START Exercise input

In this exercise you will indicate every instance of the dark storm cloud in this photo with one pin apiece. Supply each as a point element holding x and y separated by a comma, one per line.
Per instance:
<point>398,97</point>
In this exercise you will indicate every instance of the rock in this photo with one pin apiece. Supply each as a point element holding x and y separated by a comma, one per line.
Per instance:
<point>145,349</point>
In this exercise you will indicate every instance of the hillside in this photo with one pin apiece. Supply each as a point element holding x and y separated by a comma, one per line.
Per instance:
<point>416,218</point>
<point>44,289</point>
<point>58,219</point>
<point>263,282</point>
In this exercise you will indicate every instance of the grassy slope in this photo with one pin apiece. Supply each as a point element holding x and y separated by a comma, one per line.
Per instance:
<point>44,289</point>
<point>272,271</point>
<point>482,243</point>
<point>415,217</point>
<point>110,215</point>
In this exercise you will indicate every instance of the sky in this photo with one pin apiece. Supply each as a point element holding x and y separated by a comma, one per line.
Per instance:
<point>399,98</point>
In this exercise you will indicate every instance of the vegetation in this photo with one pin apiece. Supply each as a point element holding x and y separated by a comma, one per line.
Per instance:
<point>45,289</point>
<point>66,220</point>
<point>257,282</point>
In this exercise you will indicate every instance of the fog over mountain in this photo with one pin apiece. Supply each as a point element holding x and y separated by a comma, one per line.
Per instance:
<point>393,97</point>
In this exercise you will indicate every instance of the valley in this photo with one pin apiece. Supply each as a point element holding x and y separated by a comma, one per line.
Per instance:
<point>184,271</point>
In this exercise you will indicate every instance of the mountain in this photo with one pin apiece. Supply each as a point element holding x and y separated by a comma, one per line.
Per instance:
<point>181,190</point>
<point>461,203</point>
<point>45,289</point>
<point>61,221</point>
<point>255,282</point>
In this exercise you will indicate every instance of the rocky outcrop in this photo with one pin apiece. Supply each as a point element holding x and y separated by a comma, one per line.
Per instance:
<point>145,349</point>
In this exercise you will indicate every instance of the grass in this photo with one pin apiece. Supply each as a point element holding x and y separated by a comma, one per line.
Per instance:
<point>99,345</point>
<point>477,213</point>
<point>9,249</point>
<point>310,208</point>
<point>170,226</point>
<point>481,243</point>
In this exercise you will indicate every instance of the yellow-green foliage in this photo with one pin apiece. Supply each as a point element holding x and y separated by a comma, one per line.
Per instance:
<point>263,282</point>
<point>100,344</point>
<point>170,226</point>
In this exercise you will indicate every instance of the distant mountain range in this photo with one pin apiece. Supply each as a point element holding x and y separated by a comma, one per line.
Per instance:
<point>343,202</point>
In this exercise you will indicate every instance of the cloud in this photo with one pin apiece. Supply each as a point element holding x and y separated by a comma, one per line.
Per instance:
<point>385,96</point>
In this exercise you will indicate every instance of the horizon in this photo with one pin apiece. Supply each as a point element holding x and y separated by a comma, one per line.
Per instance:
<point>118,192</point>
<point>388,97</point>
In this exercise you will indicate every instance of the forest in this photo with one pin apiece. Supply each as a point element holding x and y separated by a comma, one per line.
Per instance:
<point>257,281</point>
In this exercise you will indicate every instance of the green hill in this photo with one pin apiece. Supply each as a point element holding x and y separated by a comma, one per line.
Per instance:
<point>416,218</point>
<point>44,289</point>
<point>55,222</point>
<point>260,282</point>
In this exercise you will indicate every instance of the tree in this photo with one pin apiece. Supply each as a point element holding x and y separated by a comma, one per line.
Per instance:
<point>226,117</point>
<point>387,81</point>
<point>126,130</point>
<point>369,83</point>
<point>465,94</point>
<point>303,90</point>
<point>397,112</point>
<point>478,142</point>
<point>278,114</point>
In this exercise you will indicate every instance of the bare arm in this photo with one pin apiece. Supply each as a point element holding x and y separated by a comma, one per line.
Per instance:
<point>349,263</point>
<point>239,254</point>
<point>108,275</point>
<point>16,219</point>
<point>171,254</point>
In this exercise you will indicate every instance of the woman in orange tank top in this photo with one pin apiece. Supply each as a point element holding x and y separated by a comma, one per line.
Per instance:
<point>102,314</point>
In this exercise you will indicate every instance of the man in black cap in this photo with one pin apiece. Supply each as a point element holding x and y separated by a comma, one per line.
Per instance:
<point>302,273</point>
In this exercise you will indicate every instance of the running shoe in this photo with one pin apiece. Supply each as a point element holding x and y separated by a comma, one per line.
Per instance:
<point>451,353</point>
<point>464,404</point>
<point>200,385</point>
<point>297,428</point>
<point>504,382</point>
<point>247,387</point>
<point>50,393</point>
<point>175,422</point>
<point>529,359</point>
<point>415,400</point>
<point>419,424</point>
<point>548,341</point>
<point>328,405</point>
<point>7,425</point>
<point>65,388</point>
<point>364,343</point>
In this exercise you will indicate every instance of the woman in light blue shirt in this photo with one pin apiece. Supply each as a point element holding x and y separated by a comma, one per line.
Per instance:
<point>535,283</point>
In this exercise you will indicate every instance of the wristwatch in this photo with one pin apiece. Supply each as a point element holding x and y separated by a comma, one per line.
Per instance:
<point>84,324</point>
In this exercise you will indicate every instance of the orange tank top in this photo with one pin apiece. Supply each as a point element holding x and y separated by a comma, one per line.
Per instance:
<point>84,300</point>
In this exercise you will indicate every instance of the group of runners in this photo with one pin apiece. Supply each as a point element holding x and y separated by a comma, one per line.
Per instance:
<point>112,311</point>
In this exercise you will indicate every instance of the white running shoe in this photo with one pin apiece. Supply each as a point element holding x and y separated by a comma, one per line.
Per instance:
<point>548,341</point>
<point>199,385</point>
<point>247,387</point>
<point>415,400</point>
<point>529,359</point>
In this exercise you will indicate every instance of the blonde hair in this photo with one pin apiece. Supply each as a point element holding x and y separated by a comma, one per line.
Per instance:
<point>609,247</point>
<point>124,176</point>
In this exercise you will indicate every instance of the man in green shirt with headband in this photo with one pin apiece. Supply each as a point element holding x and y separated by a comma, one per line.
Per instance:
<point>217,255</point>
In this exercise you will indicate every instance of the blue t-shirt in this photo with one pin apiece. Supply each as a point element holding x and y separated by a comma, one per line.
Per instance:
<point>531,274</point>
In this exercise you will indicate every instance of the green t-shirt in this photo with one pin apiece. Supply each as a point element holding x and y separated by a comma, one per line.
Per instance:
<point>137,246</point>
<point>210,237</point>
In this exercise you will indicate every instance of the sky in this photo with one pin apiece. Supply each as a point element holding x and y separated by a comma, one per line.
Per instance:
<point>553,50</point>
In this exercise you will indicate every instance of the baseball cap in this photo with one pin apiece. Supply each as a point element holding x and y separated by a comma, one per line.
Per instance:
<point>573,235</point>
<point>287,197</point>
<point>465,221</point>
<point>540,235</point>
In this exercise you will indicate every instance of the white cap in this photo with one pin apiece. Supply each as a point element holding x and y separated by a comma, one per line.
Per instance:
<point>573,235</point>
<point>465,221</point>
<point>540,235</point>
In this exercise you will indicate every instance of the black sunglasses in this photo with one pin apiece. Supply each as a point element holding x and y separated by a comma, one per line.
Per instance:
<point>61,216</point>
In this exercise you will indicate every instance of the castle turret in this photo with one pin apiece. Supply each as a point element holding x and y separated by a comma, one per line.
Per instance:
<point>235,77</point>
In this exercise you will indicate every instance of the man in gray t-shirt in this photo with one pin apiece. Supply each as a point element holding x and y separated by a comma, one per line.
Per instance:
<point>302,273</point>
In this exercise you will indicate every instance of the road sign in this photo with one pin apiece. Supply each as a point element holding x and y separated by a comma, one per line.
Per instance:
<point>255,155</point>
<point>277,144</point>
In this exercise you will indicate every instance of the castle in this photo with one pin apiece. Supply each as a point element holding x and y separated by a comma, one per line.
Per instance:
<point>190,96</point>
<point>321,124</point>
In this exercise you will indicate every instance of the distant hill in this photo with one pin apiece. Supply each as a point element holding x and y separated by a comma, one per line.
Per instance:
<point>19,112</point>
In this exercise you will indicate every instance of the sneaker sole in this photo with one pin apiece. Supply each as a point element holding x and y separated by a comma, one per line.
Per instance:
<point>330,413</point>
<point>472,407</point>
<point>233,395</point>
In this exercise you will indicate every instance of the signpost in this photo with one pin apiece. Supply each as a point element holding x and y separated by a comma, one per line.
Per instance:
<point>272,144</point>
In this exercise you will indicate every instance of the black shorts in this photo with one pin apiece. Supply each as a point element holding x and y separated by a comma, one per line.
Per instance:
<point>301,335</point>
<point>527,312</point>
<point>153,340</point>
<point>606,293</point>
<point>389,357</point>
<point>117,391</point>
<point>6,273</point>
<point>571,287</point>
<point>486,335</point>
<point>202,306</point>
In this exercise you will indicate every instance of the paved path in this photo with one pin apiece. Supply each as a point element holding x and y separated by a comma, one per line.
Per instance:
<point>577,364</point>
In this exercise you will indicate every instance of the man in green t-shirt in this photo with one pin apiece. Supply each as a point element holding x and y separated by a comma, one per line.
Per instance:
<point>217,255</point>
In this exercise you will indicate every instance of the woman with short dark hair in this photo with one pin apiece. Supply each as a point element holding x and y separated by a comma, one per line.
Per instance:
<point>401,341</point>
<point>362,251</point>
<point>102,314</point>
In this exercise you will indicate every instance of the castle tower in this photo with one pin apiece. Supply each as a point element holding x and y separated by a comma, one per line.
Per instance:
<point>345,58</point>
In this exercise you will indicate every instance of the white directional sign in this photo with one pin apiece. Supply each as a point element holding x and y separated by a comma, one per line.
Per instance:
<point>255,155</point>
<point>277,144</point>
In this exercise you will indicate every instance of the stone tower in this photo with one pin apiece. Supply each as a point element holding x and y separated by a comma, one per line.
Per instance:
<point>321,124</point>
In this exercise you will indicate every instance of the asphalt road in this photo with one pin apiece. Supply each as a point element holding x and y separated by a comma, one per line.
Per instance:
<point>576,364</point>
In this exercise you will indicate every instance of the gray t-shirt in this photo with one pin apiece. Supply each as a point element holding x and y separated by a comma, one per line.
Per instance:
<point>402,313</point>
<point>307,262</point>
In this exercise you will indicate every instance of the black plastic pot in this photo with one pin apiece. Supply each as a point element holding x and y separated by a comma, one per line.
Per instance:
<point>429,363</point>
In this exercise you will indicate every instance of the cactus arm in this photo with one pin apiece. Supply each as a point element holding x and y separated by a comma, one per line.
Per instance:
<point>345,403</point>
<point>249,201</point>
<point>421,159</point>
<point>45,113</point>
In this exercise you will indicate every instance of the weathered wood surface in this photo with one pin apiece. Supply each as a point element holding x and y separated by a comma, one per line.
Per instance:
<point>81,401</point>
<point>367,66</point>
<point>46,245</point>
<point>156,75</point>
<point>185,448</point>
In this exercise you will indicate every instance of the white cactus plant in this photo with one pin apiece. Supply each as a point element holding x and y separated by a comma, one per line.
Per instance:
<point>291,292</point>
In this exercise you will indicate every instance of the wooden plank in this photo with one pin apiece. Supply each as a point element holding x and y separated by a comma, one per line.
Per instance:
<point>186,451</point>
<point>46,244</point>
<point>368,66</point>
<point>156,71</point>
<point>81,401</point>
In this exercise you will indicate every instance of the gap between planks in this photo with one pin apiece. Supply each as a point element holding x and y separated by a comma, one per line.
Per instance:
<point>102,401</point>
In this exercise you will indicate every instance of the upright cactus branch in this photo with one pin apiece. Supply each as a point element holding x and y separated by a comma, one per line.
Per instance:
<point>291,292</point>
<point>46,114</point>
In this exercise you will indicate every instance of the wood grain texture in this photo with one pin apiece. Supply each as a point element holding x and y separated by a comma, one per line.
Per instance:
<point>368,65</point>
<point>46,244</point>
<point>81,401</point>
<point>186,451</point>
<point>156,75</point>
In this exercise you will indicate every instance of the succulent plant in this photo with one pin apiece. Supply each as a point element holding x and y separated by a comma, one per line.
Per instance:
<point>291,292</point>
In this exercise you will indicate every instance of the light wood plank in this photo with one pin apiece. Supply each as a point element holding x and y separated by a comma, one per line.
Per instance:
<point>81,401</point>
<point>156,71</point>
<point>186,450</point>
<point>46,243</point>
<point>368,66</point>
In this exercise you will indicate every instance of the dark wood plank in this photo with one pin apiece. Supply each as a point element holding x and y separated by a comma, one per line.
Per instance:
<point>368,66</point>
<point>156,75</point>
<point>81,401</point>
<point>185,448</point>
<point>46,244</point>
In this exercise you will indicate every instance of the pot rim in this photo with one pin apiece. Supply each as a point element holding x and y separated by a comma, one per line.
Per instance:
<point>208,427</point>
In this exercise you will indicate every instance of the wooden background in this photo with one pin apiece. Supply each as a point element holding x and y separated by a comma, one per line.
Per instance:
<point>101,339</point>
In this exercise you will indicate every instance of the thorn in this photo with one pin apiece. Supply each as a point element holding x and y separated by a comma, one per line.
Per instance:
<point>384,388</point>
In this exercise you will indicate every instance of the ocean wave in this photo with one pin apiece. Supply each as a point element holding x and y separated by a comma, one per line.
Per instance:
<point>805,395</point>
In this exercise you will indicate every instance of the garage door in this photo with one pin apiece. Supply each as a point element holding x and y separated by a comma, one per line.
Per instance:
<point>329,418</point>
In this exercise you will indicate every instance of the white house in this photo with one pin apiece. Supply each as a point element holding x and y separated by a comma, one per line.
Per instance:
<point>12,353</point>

END Exercise input

* [Exercise aim]
Only the lines with "road" are needed; find them in the records and copy each one.

* [Your solution]
In this exercise you will indicate every instance of the road sign in this photo with one pin apiece. Supply each as a point element holding x and y separated by a comma, one per line.
In this exercise you will indicate every instance of the asphalt road in this photo with one pin apiece. Supply each as a point element holding x and y separated by a comma, one per line.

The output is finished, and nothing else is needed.